What the task requires:
If a line in the data below contains "plaid", copy it.

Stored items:
■ ■ ■ ■
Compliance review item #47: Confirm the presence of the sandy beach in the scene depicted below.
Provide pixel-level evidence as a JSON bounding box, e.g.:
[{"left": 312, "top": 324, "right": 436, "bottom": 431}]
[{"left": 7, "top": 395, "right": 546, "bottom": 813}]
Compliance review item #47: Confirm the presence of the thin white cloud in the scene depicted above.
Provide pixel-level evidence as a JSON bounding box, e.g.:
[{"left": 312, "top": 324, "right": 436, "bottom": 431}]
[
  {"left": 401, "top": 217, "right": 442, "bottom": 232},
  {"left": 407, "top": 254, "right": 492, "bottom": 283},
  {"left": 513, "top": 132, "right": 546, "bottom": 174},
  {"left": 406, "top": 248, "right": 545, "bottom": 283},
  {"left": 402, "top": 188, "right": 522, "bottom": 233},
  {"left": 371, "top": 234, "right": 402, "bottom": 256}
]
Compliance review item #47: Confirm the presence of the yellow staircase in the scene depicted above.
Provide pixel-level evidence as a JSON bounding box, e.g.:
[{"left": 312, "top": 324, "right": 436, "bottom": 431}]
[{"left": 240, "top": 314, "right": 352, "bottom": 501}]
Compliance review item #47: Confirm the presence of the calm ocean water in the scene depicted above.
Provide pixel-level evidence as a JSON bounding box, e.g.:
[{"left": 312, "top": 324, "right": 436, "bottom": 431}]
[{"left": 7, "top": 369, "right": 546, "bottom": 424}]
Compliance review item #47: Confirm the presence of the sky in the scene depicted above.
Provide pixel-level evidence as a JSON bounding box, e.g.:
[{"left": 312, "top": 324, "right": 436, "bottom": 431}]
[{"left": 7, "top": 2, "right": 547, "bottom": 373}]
■ ■ ■ ■
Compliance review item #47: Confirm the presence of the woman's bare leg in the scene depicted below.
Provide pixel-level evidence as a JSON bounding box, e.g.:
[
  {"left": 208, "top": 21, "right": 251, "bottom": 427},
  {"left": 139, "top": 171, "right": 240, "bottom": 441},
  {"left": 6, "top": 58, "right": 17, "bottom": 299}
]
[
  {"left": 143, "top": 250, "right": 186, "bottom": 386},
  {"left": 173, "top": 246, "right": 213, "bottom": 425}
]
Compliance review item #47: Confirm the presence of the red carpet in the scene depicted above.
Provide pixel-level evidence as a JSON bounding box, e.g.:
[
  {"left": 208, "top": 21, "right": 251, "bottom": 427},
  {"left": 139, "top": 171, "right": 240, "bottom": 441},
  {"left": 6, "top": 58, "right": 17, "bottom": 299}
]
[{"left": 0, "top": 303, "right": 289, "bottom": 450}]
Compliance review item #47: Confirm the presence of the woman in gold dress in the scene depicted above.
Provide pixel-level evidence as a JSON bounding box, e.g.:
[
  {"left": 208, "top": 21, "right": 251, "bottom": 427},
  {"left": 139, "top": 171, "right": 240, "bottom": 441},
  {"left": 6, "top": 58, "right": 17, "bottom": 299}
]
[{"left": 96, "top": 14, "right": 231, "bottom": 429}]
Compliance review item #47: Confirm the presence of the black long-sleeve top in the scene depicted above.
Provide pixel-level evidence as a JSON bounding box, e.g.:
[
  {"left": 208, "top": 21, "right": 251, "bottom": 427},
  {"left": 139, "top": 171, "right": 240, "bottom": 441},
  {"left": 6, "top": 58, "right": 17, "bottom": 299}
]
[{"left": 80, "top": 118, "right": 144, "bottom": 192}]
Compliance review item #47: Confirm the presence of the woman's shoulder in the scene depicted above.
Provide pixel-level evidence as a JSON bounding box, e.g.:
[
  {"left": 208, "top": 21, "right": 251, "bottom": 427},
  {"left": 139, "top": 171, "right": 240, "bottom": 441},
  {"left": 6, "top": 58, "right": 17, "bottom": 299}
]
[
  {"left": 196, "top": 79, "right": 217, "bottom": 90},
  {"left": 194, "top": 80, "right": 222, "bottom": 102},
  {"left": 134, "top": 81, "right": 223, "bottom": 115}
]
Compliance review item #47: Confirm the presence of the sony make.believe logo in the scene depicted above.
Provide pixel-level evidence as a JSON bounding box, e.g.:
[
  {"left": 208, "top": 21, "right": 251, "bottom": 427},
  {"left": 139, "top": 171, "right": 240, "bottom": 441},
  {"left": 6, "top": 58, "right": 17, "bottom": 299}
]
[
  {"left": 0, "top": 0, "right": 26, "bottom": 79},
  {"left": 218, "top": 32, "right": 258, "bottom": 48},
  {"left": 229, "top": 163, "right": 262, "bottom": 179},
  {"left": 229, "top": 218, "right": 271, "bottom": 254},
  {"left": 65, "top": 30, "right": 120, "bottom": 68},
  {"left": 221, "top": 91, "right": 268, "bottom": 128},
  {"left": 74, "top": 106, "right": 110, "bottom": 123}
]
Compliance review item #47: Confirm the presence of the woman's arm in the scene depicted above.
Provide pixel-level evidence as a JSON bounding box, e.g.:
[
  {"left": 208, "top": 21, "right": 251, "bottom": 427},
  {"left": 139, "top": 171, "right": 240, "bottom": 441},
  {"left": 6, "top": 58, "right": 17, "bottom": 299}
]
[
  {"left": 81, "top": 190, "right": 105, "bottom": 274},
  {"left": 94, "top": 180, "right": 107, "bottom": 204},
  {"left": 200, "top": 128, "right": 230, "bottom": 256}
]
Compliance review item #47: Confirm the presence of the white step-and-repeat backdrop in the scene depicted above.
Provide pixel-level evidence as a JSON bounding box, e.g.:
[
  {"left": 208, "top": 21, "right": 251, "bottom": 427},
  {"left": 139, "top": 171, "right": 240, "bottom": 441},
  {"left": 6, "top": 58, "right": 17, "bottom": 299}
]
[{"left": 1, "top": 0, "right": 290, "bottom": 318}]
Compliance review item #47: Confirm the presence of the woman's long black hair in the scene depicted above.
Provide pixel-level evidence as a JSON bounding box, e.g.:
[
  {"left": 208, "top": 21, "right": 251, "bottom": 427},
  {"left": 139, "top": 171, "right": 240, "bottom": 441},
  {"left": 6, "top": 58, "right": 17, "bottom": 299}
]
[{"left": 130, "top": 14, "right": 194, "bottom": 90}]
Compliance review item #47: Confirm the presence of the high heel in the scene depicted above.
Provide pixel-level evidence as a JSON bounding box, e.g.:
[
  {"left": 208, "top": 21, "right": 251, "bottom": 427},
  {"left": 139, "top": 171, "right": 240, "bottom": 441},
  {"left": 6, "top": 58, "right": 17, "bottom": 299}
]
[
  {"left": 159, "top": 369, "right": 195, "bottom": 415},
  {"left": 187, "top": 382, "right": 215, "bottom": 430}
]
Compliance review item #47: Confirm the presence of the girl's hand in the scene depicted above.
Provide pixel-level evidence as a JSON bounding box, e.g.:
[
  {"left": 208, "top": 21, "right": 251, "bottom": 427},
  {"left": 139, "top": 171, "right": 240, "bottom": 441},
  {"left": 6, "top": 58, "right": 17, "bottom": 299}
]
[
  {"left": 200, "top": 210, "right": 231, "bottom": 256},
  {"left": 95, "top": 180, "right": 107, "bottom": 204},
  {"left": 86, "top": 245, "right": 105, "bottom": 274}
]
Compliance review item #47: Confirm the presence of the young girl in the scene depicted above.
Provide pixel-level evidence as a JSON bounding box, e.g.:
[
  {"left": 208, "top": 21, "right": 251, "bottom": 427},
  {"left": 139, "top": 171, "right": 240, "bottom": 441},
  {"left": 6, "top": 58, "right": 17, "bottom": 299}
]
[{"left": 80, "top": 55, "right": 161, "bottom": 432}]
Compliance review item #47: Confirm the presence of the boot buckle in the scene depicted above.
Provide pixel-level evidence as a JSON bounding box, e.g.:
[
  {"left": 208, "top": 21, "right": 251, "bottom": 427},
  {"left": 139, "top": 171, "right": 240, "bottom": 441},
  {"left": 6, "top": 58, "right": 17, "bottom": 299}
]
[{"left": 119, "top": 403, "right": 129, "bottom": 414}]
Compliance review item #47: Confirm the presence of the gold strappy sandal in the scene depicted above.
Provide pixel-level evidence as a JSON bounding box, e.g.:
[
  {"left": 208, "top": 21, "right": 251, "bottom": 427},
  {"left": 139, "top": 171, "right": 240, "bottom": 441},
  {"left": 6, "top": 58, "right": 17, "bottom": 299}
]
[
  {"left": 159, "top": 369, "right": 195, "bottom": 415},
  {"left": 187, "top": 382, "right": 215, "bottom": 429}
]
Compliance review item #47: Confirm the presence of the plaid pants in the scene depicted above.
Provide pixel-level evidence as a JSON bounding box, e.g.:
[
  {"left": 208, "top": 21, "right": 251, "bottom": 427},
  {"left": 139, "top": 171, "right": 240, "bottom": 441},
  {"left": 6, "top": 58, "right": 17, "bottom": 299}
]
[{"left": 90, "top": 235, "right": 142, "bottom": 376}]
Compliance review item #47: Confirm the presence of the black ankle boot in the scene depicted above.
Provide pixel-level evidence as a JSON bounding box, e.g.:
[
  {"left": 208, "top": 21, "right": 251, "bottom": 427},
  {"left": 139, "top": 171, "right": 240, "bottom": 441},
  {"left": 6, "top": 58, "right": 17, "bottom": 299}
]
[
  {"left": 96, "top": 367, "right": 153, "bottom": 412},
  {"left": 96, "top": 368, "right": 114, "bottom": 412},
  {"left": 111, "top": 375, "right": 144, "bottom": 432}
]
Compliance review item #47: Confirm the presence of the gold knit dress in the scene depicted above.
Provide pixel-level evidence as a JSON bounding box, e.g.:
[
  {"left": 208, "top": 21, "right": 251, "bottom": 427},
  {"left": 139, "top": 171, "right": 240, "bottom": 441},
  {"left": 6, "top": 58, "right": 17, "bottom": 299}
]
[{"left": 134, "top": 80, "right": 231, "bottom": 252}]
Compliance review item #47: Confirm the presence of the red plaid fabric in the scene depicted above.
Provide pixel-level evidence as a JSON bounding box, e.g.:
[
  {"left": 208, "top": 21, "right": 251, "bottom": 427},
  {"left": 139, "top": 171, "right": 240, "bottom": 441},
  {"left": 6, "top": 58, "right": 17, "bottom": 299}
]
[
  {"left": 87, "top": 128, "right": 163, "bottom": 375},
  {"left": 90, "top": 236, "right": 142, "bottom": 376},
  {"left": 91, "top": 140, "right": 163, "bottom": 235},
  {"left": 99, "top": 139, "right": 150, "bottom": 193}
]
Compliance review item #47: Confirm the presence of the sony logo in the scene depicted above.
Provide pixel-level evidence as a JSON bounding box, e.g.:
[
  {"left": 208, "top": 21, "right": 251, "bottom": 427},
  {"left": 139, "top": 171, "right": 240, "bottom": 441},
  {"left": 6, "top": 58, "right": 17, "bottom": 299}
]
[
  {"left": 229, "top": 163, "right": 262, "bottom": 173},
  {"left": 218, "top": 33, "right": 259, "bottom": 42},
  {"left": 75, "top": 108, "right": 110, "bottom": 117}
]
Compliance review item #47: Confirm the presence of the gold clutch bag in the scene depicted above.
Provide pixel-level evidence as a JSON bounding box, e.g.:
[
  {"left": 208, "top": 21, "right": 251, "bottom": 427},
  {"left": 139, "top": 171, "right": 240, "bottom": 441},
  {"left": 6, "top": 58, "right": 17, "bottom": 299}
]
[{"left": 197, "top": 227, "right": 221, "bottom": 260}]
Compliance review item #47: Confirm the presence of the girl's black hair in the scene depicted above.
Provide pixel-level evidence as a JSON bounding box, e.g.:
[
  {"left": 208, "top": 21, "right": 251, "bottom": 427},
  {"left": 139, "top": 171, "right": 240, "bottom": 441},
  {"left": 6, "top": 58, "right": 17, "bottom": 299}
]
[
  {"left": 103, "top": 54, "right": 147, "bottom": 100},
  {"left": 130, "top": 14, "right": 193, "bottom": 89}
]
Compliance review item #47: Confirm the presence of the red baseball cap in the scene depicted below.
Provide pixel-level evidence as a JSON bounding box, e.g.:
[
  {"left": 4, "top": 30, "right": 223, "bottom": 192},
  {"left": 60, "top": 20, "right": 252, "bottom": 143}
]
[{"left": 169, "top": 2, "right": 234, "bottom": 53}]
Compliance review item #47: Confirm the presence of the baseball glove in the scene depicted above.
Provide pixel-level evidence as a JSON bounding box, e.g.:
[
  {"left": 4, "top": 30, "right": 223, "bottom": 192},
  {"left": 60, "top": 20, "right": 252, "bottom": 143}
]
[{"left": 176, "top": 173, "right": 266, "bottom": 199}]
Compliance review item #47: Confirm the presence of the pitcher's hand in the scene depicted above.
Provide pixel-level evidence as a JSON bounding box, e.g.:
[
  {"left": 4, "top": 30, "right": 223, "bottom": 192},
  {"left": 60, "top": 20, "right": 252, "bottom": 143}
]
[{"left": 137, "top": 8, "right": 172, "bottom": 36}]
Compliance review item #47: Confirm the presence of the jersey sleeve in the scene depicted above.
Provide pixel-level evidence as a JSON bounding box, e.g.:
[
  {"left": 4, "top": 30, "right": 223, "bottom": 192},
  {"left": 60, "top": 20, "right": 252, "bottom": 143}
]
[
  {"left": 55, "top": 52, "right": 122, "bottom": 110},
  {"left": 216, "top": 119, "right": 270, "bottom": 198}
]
■ ■ ■ ■
Solution for this exercise:
Compliance review item #47: Confirm the presence of the plaid pants in the scene depicted above.
Compliance review item #47: Confirm the presence of the red plaid fabric in the scene depicted above.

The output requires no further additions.